= ABOUT THIS TASK =
The records below must be reproduced in full and without error.

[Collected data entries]
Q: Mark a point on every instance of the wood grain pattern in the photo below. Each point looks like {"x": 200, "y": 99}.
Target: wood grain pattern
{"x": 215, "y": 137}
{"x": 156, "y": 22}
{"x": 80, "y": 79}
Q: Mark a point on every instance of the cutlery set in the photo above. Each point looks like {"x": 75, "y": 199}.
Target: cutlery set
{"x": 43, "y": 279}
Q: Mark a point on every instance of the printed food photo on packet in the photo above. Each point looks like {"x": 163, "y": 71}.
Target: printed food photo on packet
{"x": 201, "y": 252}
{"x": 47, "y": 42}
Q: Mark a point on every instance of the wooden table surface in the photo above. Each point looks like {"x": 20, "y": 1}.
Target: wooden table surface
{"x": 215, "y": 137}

= RESPONSE AREA =
Q: Mark a point on every instance of the wood grain pattern in the photo below. Each point looks like {"x": 200, "y": 99}.
Target: wood grain pattern
{"x": 215, "y": 137}
{"x": 156, "y": 22}
{"x": 80, "y": 79}
Q: Mark a point on every instance of the cutlery set in the photo above. Each point looks like {"x": 75, "y": 199}.
Target: cutlery set
{"x": 43, "y": 279}
Q: Mark a point on every instance of the printed food photo on packet in the photo above. Each point looks like {"x": 163, "y": 71}.
Target: printed food photo on packet
{"x": 201, "y": 252}
{"x": 47, "y": 42}
Q: Mark a point on every instance of the wooden table surface in the photo above. Each point looks like {"x": 20, "y": 1}.
Target: wooden table surface
{"x": 215, "y": 137}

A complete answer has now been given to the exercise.